#### Entries provided:

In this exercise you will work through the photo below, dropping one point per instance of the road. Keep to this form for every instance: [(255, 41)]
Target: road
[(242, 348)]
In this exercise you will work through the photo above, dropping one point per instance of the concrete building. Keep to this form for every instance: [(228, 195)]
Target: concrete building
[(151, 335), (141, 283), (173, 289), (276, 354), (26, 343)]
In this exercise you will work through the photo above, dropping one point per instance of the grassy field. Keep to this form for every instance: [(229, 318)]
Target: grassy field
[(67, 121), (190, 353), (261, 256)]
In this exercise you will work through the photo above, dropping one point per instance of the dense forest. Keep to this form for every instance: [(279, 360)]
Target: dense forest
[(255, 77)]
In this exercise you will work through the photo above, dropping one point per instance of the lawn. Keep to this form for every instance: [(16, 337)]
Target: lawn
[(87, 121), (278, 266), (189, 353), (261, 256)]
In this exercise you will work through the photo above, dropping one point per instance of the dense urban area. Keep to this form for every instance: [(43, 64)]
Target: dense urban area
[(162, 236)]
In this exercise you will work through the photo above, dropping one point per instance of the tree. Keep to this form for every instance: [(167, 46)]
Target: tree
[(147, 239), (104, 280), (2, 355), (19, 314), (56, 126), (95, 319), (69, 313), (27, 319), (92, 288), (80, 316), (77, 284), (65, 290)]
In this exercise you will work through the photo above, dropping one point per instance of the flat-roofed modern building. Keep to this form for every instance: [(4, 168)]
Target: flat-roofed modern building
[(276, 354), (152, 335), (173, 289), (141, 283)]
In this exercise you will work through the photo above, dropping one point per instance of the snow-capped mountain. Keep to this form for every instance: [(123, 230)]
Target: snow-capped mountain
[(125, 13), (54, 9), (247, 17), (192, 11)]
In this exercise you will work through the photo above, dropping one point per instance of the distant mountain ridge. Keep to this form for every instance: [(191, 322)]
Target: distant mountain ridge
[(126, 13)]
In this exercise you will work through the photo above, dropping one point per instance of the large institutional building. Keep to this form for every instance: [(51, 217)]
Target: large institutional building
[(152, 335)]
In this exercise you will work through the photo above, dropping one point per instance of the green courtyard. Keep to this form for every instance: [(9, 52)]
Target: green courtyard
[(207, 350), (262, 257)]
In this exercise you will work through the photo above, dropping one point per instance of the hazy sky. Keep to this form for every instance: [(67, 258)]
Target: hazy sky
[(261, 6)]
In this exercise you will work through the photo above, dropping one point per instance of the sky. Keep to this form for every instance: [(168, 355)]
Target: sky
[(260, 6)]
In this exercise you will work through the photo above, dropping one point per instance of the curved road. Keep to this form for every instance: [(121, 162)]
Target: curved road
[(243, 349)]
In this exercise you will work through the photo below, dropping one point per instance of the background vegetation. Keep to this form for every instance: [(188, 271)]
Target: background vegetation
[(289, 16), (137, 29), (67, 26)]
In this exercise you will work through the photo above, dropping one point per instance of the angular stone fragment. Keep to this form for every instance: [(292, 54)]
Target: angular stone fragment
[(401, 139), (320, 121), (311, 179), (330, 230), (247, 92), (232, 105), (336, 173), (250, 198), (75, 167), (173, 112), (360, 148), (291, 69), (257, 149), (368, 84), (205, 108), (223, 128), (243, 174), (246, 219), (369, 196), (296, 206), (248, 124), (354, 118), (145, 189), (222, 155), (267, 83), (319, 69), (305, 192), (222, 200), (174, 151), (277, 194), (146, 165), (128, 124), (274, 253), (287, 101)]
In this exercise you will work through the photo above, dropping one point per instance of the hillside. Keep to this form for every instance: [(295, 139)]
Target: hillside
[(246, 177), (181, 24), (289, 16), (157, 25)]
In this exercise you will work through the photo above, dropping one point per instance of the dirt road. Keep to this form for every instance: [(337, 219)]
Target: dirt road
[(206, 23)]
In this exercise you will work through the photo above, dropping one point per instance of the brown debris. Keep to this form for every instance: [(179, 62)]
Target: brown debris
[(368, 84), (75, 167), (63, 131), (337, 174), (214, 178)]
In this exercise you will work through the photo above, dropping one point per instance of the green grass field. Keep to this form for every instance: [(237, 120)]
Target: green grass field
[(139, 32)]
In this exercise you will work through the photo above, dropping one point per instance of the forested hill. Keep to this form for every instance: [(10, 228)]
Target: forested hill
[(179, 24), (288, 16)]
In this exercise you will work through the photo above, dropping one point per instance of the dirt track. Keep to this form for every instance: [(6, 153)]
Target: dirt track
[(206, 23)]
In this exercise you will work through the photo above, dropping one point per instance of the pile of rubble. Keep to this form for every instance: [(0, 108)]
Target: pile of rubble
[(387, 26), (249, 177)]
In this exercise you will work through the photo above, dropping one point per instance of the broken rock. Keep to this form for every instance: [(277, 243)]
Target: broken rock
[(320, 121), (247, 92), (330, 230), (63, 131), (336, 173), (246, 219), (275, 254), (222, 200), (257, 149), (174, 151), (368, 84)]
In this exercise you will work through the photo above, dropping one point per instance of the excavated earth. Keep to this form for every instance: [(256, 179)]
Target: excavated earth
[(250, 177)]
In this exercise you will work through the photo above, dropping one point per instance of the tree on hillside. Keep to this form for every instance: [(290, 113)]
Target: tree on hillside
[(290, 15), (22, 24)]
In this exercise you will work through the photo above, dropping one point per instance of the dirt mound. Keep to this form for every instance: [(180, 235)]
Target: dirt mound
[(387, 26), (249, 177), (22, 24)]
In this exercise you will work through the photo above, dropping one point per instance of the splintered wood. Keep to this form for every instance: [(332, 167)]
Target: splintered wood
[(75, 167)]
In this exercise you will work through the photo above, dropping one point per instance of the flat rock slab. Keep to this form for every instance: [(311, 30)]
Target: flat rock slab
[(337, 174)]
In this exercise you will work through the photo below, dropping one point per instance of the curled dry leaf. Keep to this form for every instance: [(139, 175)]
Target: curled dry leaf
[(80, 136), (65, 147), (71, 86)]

#### What needs to be done:
Please render the listing above as a JSON list of strings, one string per line, with blank lines left out.

#### Right answer:
[
  "In this exercise you will work through the photo below, dropping one point per instance of the road. Keep to this form for every instance: [(255, 41)]",
  "Target: road",
  "[(242, 348)]",
  "In this exercise you will work through the photo above, dropping one point per instance of the concrete building. Keep to this form for every instance: [(228, 195)]",
  "Target: concrete building",
  "[(151, 335), (141, 283), (173, 289), (276, 354), (26, 343)]",
  "In this exercise you will work through the photo above, dropping one point per instance of the grassy field. Keep to this form for every instance: [(229, 318)]",
  "Target: grassy field",
  "[(67, 121), (190, 353), (261, 256)]",
  "In this exercise you will work through the photo above, dropping one point per instance of the dense forest. Keep to this form for every instance: [(279, 360)]",
  "Target: dense forest",
  "[(255, 77)]",
  "In this exercise you will work through the photo above, dropping one point per instance of the lawn. Keep to this form for every instance: [(16, 337)]",
  "Target: lawn",
  "[(87, 121), (278, 266), (189, 353), (261, 256)]",
  "In this exercise you will work through the photo above, dropping one point per instance of the dense urban area. Keep to this form for every instance: [(43, 64)]",
  "Target: dense urban area",
  "[(162, 236)]",
  "In this exercise you will work through the photo above, dropping one point per instance of the tree. Keep to this form for every instance: [(167, 46)]",
  "Target: tree",
  "[(147, 239), (104, 280), (2, 355), (19, 314), (56, 126), (95, 319), (69, 313), (27, 319), (92, 288), (80, 316), (77, 284), (65, 290)]",
  "In this exercise you will work through the photo above, dropping one point per instance of the flat-roofed modern building. Keep to this form for every instance: [(4, 168)]",
  "Target: flat-roofed modern building",
  "[(276, 354), (152, 335), (173, 289), (141, 283)]",
  "In this exercise you will work through the photo above, dropping one point per instance of the snow-capped mountain. Keep to this form for every instance: [(123, 230)]",
  "Target: snow-capped mountain",
  "[(125, 13), (54, 9), (247, 17), (192, 11)]",
  "In this exercise you will work through the photo above, dropping one point per instance of the distant mountain ridge. Keep to this form for every instance: [(191, 322)]",
  "Target: distant mountain ridge",
  "[(126, 13)]",
  "In this exercise you will work through the photo above, dropping one point per instance of the large institutional building. Keep to this form for every instance: [(51, 217)]",
  "Target: large institutional building",
  "[(152, 335)]",
  "In this exercise you will work through the photo above, dropping one point per instance of the green courtyard. Keep to this form for every instance: [(9, 52)]",
  "Target: green courtyard",
  "[(207, 350), (262, 257)]",
  "In this exercise you will work through the photo above, dropping one point per instance of the hazy sky. Keep to this form for every instance: [(67, 258)]",
  "Target: hazy sky",
  "[(261, 6)]",
  "In this exercise you will work through the photo above, dropping one point per instance of the sky. Keep to this form for every instance: [(168, 355)]",
  "Target: sky",
  "[(260, 6)]",
  "In this exercise you will work through the photo above, dropping one point per instance of the curved road. Keep to this form for every instance: [(121, 162)]",
  "Target: curved road",
  "[(243, 349)]",
  "In this exercise you will work through the photo below, dropping one point per instance of the background vegetation. Keep to this form for every instance: [(188, 271)]",
  "Target: background vegetation",
  "[(289, 16), (137, 29), (67, 26)]",
  "In this exercise you will work through the photo above, dropping one point per instance of the angular stone fragment. Keep to this form for every instance: [(292, 54)]",
  "Target: angular stone fragment",
  "[(401, 139), (320, 121), (311, 179), (330, 230), (247, 92), (232, 105), (336, 173), (250, 198), (75, 167), (173, 112), (360, 148), (291, 69), (257, 149), (368, 84), (205, 108), (223, 128), (243, 174), (246, 219), (369, 196), (296, 206), (248, 124), (354, 118), (145, 189), (222, 155), (267, 83), (319, 69), (305, 192), (222, 200), (174, 151), (277, 194), (146, 165), (128, 124), (274, 253), (287, 101)]",
  "In this exercise you will work through the photo above, dropping one point per instance of the hillside. Keep to this form for every instance: [(295, 139)]",
  "Target: hillside",
  "[(246, 177), (181, 24), (289, 16), (157, 25)]",
  "In this exercise you will work through the photo above, dropping one point per instance of the dirt road. Keep to this form for every instance: [(337, 219)]",
  "Target: dirt road",
  "[(206, 23)]",
  "In this exercise you will work through the photo above, dropping one point per instance of the brown debris. Keep to this form for every instance: [(179, 62)]",
  "Target: brown debris",
  "[(368, 84), (75, 167), (63, 131), (337, 174), (214, 178)]",
  "In this exercise you will work through the photo above, dropping one point per instance of the green grass field. Keep to this form for every instance: [(237, 120)]",
  "Target: green grass field",
  "[(139, 32)]",
  "In this exercise you will work through the photo above, dropping one point per instance of the forested hill. Keep to this form for every instance: [(10, 228)]",
  "Target: forested hill",
  "[(179, 24), (288, 16)]",
  "In this exercise you will work through the photo above, dropping one point per instance of the dirt track. Keep to this form for every instance: [(6, 153)]",
  "Target: dirt track",
  "[(206, 23)]",
  "In this exercise you will work through the photo above, dropping one point per instance of the pile of rubble. Keep to this form for every instance: [(0, 108)]",
  "Target: pile of rubble",
  "[(387, 26), (249, 177)]",
  "In this exercise you will work through the photo above, dropping one point per instance of the broken rock. Keep to this form for every instance: [(277, 243)]",
  "Target: broken rock",
  "[(320, 121), (247, 92), (330, 230), (63, 131), (336, 173), (246, 219), (275, 254), (222, 200), (257, 149), (174, 151), (368, 84)]",
  "In this exercise you will work through the photo above, dropping one point per instance of the excavated earth. Keep to this form for every instance: [(256, 179)]",
  "Target: excavated earth",
  "[(250, 177)]",
  "In this exercise you will work through the photo above, dropping one point per instance of the tree on hillside. Keep to this form for every instance: [(290, 113)]",
  "Target: tree on hillside",
  "[(290, 15), (22, 24)]",
  "In this exercise you will work through the photo above, dropping one point per instance of the dirt mound. Keep to this form for every instance: [(180, 235)]",
  "Target: dirt mound",
  "[(387, 26), (249, 177), (22, 24)]",
  "In this exercise you will work through the photo above, dropping one point per instance of the splintered wood. Keep to this form for every instance: [(332, 167)]",
  "Target: splintered wood",
  "[(75, 167)]",
  "In this exercise you will work through the photo above, dropping one point per instance of the flat rock slab. Keep to this form for every instance: [(311, 30)]",
  "Target: flat rock slab",
  "[(337, 174)]",
  "In this exercise you will work through the photo below, dropping one point per instance of the curled dry leaf. Keep to this form for every instance: [(139, 175)]",
  "Target: curled dry leaf",
  "[(80, 136), (65, 147), (71, 86)]"
]